Despite wobbles with gas prices, De Haan doesn’t think America will return to the sky-high prices of last summer.
“I continue to be optimistic that the national average will remain under $4 per gallon for most of, if not the entire summer, with Americans spending a combined $1.6 billion less on gasoline over Memorial Day weekend this year compared to last,” he said.
With more on the roads, Virginia State Police are putting the focus on safety.
On Monday, the statewide agency announced the start of its Click It or Ticket campaign, pointing to the fact that more than 18% of Virginians don’t wear seat belts.
Last year, there were 375 deaths attributed to unrestrained individuals, state police report.
“The roads of Virginia will be very busy this weekend with holiday travelers, and that means there’s a greater potential for crashes,” Dean said. “We want everyone to be safe. We encourage drivers to limit distractions, obey the speed limit, and make sure they buckle up everyone in the vehicle before they set out on that Great American Road Trip.”
According to state from state police, residents age 21-30 comprised up 68% of unrestrained fatalities. In addition, the highest number of fatalities among people not wearing seat belts happened between midnight and 3 a.m.
The program runs through June 4 to highlight awareness of buckling up. There will be messages along roads with messages courtesy of the Virginia Department of Transportation.
“Buckling up is not merely a legal obligation,” Col Gary T. Settle, Virginia State Police superintendent, said in a statement. “Wearing a seat belt is an act of self-preservation.”

Problem set »
a – Decide whether each statement agrees with the passage on Memorial Day travel, answering yes or no and quoting the words that settle it: (i) The seat belt campaign runs through June 4. (ii) State police attributed 500 deaths last year to unrestrained individuals. (iii) De Haan expects the national average gas price to rise above $4 per gallon for most of the summer.
b – Echo the passage on Memorial Day travel word for word, starting at "With more on" and ending at "wear seat belts.".
c – Name every person the passage on Memorial Day travel identifies by name.

Records provided »
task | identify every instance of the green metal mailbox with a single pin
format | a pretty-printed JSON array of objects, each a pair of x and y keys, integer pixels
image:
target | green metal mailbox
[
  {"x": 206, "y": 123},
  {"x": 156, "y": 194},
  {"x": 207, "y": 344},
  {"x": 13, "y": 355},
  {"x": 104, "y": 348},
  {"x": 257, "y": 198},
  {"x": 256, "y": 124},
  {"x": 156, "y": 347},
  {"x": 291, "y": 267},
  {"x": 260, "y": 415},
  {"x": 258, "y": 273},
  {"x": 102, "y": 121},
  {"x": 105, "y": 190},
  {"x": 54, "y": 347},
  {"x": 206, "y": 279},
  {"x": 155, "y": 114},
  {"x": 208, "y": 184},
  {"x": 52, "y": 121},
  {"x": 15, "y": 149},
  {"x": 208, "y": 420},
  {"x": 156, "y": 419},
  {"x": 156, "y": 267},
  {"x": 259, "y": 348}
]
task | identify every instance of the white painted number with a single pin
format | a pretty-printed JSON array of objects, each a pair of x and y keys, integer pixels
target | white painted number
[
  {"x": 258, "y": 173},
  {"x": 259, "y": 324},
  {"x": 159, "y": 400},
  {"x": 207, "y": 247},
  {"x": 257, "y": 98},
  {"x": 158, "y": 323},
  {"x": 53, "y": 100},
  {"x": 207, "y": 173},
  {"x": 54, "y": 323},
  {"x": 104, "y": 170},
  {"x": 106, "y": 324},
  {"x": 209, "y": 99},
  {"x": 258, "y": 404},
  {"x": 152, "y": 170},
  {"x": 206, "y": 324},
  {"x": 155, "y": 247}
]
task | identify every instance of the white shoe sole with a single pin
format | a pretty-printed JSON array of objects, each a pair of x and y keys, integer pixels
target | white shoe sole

Results in order »
a –
(i) Yes: "The program runs through June 4"
(ii) No: "Last year, there were 375 deaths attributed to unrestrained individuals"
(iii) No: "the national average will remain under $4 per gallon for most of, if not the entire summer"

b –
With more on the roads, Virginia State Police are putting the focus on safety.
On Monday, the statewide agency announced the start of its Click It or Ticket campaign, pointing to the fact that more than 18% of Virginians don’t wear seat belts.

c – De Haan, Dean, Gary T. Settle